> **WORK REQUIRED**
Restate word for word the entries below, starting with the line with "Query: black and white photograph" and continuing through the line with "[ ] a keypoint on each instance of the cloudy". Include both of those lines and no others.

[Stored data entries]
○ ○ ○ ○

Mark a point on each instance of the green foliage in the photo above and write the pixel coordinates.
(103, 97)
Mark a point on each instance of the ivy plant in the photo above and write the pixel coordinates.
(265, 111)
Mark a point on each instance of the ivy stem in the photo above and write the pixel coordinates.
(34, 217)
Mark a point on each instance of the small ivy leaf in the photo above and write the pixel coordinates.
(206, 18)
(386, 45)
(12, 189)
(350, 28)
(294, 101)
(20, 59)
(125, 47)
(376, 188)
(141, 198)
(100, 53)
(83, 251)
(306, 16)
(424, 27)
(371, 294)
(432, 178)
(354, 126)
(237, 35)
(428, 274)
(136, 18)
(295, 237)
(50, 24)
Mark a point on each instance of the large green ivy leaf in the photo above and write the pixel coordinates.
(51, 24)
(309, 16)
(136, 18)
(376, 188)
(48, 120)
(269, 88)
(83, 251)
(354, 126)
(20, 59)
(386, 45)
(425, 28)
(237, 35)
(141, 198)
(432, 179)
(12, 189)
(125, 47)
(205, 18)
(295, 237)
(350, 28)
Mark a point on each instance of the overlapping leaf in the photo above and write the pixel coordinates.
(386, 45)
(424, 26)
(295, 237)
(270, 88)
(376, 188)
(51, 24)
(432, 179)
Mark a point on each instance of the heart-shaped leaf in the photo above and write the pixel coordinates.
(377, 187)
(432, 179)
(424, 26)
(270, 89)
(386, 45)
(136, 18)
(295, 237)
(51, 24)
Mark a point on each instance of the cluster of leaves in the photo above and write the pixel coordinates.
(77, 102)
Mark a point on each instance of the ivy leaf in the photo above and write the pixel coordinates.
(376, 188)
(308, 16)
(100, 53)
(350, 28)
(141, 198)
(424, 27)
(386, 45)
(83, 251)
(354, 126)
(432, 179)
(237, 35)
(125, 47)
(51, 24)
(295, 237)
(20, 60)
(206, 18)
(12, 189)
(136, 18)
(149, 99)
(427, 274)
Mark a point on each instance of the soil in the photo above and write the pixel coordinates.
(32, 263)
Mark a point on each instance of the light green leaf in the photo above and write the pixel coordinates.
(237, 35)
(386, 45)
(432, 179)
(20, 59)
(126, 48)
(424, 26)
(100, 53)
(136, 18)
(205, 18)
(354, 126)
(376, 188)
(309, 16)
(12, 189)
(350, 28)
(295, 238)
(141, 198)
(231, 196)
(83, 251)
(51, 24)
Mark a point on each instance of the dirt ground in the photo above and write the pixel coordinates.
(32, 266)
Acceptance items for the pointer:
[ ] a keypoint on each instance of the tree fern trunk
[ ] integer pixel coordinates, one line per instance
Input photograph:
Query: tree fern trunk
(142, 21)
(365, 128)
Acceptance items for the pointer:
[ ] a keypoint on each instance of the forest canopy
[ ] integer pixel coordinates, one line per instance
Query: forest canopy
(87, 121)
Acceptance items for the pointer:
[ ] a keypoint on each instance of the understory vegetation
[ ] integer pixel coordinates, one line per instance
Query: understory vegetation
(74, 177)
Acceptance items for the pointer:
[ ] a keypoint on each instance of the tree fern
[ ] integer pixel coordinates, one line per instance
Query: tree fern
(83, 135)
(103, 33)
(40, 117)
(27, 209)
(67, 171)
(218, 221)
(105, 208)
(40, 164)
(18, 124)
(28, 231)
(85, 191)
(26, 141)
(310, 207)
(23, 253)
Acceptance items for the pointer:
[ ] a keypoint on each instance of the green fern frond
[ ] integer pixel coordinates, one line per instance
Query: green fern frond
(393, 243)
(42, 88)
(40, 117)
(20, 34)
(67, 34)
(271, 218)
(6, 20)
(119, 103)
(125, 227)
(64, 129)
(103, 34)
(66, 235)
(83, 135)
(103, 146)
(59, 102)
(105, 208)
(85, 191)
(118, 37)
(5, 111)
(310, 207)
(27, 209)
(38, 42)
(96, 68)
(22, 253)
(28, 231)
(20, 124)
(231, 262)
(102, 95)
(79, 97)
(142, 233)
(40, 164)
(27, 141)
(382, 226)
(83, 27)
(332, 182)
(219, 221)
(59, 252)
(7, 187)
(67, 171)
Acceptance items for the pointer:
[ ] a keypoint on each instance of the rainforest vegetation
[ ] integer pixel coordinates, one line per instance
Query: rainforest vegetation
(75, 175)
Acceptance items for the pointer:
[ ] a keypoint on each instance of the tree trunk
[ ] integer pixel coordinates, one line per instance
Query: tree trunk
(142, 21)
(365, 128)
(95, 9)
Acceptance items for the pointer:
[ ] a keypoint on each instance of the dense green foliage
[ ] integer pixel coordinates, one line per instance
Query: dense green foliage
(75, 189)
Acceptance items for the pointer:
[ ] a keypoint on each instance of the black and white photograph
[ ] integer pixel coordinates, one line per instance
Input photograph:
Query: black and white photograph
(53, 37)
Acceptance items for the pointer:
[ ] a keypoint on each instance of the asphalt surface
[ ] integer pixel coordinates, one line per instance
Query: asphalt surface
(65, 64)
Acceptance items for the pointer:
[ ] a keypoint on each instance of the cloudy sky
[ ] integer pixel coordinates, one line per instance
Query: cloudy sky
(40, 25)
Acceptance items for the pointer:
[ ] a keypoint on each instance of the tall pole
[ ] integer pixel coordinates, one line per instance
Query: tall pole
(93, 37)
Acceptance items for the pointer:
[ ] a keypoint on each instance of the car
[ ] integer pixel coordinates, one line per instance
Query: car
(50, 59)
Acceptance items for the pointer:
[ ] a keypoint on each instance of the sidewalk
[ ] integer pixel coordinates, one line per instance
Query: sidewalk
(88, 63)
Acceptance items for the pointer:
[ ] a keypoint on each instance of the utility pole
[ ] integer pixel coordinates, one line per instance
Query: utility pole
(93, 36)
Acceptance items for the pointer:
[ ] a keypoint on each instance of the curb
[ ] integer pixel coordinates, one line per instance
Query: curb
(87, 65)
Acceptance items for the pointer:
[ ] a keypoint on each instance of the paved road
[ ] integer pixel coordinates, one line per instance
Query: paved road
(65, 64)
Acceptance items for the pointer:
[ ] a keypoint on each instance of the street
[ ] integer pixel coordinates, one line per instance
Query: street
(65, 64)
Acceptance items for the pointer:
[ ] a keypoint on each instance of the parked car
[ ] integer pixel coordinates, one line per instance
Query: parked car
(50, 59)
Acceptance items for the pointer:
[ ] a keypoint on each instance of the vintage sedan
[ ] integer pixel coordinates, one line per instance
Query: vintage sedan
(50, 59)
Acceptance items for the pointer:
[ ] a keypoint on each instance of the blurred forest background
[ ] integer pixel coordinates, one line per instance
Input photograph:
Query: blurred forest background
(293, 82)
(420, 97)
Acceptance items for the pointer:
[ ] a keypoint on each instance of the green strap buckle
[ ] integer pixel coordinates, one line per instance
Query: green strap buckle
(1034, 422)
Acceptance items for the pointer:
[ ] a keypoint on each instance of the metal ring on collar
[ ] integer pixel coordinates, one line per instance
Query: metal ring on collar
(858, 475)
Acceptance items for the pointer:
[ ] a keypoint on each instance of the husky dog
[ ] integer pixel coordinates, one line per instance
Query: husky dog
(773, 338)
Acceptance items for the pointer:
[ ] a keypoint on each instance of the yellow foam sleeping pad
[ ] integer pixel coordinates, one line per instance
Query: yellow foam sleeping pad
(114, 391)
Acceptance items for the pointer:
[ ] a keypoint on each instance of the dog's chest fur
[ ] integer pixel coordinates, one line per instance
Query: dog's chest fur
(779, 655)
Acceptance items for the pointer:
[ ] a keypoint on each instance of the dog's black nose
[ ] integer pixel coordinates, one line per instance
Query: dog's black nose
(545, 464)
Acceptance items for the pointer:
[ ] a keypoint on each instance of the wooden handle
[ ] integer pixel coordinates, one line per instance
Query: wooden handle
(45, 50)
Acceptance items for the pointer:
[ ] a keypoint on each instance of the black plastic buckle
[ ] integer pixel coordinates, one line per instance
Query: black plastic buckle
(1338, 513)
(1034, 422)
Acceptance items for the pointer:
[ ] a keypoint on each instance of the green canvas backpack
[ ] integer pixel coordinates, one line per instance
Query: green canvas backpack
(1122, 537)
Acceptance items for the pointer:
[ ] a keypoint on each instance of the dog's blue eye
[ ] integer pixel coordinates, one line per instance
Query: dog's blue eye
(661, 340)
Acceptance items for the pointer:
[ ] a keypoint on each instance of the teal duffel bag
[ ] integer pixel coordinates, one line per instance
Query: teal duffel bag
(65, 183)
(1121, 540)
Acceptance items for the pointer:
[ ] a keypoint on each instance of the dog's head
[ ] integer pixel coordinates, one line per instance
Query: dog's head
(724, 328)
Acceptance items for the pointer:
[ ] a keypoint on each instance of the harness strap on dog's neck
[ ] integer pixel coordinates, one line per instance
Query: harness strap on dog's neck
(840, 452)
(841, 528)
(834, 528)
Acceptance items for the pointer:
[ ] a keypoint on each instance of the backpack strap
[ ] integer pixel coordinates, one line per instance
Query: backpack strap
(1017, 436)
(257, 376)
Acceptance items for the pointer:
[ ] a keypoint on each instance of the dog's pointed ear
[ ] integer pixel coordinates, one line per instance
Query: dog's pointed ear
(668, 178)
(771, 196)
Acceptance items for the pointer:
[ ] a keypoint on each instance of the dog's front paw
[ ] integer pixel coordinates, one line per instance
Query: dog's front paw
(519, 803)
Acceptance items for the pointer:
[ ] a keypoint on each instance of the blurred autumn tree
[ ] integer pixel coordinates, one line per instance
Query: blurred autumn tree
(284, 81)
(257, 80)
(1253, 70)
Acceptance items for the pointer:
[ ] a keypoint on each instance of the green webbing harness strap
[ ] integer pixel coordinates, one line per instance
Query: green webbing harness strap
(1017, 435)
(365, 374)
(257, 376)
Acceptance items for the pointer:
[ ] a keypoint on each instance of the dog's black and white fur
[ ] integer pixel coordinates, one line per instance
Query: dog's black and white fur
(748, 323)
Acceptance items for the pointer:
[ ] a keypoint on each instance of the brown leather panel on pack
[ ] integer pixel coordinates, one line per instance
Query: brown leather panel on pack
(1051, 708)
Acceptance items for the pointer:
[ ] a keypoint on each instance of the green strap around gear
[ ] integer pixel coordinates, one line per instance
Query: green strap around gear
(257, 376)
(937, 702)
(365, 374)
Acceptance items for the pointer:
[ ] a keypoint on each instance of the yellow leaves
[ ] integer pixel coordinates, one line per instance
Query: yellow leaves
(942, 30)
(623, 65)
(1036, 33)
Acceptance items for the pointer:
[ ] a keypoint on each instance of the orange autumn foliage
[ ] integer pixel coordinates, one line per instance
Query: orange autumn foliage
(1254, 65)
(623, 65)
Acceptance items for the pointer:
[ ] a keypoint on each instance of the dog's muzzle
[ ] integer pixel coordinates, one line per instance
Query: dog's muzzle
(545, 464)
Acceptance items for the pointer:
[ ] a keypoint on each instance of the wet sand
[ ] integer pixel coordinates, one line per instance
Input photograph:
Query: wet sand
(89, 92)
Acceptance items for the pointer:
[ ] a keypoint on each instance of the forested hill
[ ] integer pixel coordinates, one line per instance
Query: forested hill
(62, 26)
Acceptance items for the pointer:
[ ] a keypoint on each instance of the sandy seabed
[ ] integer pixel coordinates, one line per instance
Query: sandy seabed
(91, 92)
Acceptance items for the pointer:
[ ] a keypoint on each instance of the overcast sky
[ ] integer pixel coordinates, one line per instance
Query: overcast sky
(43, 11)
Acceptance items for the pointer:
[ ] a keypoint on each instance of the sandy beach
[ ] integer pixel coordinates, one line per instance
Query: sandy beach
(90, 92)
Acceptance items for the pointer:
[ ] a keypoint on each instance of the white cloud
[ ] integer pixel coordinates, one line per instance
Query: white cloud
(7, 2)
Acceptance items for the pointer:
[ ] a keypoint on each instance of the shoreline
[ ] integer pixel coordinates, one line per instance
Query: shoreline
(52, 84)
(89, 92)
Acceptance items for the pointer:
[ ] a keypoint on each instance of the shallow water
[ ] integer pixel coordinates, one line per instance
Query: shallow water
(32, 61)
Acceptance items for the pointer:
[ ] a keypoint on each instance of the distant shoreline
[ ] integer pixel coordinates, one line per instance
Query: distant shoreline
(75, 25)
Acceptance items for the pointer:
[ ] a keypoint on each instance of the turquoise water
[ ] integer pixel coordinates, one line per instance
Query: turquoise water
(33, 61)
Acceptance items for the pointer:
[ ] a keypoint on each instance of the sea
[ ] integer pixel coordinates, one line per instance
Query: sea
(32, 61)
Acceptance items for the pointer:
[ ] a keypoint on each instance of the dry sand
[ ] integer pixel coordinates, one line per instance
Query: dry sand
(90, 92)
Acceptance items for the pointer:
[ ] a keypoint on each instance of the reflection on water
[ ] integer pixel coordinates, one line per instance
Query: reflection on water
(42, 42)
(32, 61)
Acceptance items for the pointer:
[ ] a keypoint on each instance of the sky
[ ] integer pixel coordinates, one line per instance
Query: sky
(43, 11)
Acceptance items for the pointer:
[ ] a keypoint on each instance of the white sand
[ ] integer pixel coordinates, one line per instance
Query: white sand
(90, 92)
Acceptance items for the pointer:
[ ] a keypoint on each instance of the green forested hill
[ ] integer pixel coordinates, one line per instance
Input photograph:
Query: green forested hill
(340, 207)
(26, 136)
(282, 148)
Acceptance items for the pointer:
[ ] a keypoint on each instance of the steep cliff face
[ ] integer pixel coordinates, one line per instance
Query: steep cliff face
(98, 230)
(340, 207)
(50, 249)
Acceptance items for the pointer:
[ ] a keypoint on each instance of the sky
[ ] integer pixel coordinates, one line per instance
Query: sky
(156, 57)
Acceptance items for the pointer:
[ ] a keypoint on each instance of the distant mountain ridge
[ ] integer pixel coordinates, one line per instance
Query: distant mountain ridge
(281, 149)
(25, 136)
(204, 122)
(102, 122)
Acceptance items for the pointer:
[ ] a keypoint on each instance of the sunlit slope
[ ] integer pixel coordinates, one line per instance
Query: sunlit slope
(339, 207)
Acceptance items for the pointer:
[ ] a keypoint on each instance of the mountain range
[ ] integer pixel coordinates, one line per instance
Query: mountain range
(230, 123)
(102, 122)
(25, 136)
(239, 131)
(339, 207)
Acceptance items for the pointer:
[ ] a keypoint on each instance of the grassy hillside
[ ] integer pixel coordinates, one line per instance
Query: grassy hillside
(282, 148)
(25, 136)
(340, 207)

○ ○ ○ ○

> **RESPONSE BELOW**
Query: black and white photograph
(53, 37)
Acceptance items for the pointer:
[ ] a keypoint on each instance of the asphalt surface
[ ] integer pixel coordinates, one line per instance
Query: asphalt surface
(65, 64)
Acceptance items for the pointer:
[ ] a keypoint on each instance of the cloudy sky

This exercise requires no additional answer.